# Random [very] New Guy Here



## freyyr (Jan 29, 2009)

I've been in my High School's theatre department for just under a year now. I got involved last year when they called out for tech help for a musical. I figured, what the hell? I went to one of there rehearsals. I ended up as that production's stage manager. I've since SMed another musical and a one-act play, as well as miscellaneous design and lighting. I more or less rule the small, informal tech department now. (I'd like to expand it into a stagecraft class for next year, but we never get enough signups and the school always drops the course... maybe something extracurricular?)

Saw this forum and just thought I'd drop in.


----------



## gafftaper (Jan 31, 2009)

Welcome to the Booth! Where in this great big world are you? Perhaps someone can suggest a theater nearby for you to volunteer at and learn some new things. Community theaters usually love to have energetic students help out who have the right attitude and are eager to learn new things. 

The Search function is your friend!


----------



## freyyr (Jan 31, 2009)

Thanks for the welcome! I live in a small isolated town in British Columbia called Powell River. Surprisingly, we have two theatres - the one owned and operated by the local Rec complex, and the one owned by the school board at the high school (usually rented out to other events). For its size, this town is pretty big on the arts - we host an international choral festival called Kathaumixw as well as an annual music and fine arts festival, a film festival, and several miscellaneous folk festivals. The focus is typically on music.

Our high school has a decent music department, with about 80-100 students enrolled. This April we're headed to Cuba as a band. The drama department also does a musical annually, usually in coordination with the music department.

There is a community theatre group (The Far Off Broadway Theatre Company) which typically does two musicals annually. For their summer show they're doing Chicago. I contacted the director a few days ago and I'll be doing something for the production - not quite sure what yet.


----------



## gafftaper (Jan 31, 2009)

I'm from Seattle. Although I've seen Powell River from a ship although I've never been there. Well I can't help you find any other nearby theaters obviously but it sounds like you are on a good path to get connected with the local community. We've got another CB member named Ben aka thebikingtechie who lives across the pond from you in Courtenay.


----------

=== INPUT ===
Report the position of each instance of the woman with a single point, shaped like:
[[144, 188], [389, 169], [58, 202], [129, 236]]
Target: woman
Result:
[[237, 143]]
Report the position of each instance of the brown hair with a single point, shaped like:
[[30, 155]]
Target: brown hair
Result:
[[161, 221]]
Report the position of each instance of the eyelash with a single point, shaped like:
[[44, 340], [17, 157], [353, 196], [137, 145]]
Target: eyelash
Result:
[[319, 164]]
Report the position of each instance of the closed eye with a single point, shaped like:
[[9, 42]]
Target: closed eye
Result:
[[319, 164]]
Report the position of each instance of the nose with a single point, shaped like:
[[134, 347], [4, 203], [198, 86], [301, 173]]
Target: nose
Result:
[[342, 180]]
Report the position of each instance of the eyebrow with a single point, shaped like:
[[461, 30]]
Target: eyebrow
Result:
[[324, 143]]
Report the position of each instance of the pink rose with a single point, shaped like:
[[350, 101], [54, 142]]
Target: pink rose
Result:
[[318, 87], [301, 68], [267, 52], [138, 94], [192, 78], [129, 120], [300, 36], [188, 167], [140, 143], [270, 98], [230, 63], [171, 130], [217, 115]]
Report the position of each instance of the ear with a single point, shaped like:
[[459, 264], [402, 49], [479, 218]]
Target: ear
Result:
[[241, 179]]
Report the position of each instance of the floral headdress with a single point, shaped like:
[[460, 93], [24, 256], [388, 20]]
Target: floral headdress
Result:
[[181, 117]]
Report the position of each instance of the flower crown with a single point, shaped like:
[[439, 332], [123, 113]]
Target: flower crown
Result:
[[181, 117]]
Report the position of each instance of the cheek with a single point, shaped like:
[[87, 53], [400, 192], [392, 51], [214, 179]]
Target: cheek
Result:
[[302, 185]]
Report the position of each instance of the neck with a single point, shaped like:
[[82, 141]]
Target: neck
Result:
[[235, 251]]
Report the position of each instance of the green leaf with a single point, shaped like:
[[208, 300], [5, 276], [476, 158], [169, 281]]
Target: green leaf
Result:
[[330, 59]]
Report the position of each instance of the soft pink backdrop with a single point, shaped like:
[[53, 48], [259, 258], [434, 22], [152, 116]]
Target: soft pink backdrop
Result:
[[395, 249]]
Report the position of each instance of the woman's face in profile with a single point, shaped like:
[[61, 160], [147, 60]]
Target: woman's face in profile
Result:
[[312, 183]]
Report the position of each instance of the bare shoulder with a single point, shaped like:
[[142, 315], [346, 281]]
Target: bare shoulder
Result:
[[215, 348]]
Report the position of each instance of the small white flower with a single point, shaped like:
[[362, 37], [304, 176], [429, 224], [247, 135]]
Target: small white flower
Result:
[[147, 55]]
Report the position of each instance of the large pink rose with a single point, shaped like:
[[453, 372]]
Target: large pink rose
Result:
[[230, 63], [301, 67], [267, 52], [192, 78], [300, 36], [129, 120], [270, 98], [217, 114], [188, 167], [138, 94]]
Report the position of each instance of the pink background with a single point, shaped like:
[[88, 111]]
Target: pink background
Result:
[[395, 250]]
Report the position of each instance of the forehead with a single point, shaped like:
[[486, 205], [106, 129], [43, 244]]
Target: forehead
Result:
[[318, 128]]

=== WHAT IS ASKED ===
[1] Extract the passage from the forum thread starting at "Thanks for the" and ending at "the music department.".
[2] Convert the entries into a numbered list, starting at the line that contains "Report the position of each instance of the bare" and ending at the final line of the entries. Leave out any blank lines.

=== SET OF ANSWERS ===
[1]
Thanks for the welcome! I live in a small isolated town in British Columbia called Powell River. Surprisingly, we have two theatres - the one owned and operated by the local Rec complex, and the one owned by the school board at the high school (usually rented out to other events). For its size, this town is pretty big on the arts - we host an international choral festival called Kathaumixw as well as an annual music and fine arts festival, a film festival, and several miscellaneous folk festivals. The focus is typically on music.

Our high school has a decent music department, with about 80-100 students enrolled. This April we're headed to Cuba as a band. The drama department also does a musical annually, usually in coordination with the music department.

[2]
1. Report the position of each instance of the bare shoulder with a single point, shaped like:
2. [[142, 315], [346, 281]]
3. Target: bare shoulder
4. Result:
5. [[215, 348]]
6. Report the position of each instance of the small white flower with a single point, shaped like:
7. [[362, 37], [304, 176], [429, 224], [247, 135]]
8. Target: small white flower
9. Result:
10. [[147, 55]]
11. Report the position of each instance of the large pink rose with a single point, shaped like:
12. [[453, 372]]
13. Target: large pink rose
14. Result:
15. [[230, 63], [301, 67], [267, 52], [192, 78], [300, 36], [129, 120], [270, 98], [217, 114], [188, 167], [138, 94]]
16. Report the position of each instance of the pink background with a single point, shaped like:
17. [[88, 111]]
18. Target: pink background
19. Result:
20. [[395, 250]]
21. Report the position of each instance of the forehead with a single point, shaped like:
22. [[486, 205], [106, 129], [43, 244]]
23. Target: forehead
24. Result:
25. [[318, 128]]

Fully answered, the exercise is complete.